#### [WRITTEN EXERCISE]
Give the records starting at the line containing "Query: journal page" and ending at the final line as a Markdown table with columns named Row and Line, numbering each line in Row and omitting blank lines.

Records
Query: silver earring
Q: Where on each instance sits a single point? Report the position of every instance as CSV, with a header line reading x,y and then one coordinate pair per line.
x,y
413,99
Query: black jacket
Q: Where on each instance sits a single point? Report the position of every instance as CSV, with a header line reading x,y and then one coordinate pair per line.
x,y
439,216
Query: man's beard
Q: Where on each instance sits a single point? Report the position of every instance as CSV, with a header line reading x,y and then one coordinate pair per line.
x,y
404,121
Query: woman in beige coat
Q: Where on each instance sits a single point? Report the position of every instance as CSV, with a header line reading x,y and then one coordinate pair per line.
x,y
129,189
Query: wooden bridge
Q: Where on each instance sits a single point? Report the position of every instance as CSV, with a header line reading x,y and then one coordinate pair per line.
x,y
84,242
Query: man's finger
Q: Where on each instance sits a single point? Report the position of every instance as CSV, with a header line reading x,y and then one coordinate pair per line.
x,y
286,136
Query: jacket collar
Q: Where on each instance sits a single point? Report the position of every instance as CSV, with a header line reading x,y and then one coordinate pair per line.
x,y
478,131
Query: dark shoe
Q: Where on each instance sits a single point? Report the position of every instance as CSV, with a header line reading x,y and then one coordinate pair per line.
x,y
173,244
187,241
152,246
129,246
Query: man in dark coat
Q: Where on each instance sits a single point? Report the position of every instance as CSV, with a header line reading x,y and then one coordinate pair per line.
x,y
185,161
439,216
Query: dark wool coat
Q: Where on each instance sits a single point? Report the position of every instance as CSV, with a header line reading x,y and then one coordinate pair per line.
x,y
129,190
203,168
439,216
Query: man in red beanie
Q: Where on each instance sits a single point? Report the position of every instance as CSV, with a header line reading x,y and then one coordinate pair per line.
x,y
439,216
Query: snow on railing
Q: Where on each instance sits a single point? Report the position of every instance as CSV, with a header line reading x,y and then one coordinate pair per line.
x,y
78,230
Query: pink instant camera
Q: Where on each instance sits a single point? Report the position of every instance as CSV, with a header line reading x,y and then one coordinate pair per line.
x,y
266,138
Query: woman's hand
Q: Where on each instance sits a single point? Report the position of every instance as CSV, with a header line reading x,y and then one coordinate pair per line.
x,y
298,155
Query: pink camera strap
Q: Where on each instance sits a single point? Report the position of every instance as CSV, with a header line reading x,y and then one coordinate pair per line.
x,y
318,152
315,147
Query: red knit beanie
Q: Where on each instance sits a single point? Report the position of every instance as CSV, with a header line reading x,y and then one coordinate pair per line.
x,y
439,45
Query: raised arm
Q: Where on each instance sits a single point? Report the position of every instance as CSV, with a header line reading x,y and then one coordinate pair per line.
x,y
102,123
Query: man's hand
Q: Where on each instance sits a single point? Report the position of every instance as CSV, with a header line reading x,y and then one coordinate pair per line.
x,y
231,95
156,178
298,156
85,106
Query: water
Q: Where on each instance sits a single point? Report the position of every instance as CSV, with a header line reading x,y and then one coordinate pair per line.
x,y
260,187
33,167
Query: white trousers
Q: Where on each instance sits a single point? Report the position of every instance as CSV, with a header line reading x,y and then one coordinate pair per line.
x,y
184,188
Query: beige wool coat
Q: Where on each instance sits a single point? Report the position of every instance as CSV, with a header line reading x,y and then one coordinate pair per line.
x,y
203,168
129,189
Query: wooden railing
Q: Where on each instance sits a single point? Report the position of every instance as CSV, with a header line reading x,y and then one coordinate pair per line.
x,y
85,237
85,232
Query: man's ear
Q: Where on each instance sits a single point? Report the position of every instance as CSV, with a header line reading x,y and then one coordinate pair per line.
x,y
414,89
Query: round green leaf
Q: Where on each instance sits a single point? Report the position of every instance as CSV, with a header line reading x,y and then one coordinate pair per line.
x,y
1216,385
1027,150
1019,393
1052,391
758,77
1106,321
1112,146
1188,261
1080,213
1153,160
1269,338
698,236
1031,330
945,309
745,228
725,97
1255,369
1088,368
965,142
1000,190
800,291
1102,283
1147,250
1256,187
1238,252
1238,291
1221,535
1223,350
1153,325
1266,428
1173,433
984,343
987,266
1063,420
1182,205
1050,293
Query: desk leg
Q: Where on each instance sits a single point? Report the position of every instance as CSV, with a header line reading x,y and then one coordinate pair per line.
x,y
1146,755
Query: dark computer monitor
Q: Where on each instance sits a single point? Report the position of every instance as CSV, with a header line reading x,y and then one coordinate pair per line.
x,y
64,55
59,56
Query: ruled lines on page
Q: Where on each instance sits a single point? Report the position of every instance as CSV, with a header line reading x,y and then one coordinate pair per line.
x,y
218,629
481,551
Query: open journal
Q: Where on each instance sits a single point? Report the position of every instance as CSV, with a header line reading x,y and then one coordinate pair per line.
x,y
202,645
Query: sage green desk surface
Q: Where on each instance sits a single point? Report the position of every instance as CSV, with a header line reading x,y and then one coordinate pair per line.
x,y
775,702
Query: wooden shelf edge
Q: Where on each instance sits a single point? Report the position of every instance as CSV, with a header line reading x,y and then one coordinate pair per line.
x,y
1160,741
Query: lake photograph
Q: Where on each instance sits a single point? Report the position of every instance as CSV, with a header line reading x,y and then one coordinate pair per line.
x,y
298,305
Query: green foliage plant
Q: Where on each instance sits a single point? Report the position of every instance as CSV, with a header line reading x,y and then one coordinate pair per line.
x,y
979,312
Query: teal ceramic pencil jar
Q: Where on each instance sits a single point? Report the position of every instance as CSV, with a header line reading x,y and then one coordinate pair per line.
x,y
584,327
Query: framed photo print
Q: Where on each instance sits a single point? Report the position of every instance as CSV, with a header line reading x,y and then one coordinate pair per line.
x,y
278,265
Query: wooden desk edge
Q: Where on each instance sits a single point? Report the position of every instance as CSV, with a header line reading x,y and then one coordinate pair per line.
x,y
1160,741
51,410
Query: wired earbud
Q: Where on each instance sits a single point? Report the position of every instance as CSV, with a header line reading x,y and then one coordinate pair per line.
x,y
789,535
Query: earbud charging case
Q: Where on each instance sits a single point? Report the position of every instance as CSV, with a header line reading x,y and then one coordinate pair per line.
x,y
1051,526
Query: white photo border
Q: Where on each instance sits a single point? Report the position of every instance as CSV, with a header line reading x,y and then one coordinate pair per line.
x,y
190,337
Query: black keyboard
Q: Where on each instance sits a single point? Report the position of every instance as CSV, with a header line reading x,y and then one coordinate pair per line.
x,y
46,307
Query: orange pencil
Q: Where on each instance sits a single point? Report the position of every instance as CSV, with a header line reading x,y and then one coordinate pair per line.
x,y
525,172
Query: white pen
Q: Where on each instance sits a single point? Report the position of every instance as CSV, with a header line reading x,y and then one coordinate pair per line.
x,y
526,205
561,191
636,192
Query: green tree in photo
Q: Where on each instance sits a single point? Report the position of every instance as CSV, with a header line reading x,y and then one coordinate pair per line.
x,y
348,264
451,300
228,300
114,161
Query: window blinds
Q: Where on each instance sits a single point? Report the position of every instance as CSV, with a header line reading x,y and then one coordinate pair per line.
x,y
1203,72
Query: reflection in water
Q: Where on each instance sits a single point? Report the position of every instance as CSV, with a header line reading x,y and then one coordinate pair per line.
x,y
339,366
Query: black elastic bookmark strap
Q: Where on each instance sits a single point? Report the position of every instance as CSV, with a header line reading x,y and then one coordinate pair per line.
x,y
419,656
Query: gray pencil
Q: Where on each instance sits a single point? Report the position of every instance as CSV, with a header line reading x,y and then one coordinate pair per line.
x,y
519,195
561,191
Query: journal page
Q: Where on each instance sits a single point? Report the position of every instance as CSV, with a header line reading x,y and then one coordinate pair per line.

#### [ANSWER TO THIS EXERCISE]
| Row | Line |
|---|---|
| 1 | Query: journal page |
| 2 | Q: Where on each instance sits a single point? Report the position of every instance as CSV, with a header line reading x,y and then one coordinate pair per line. |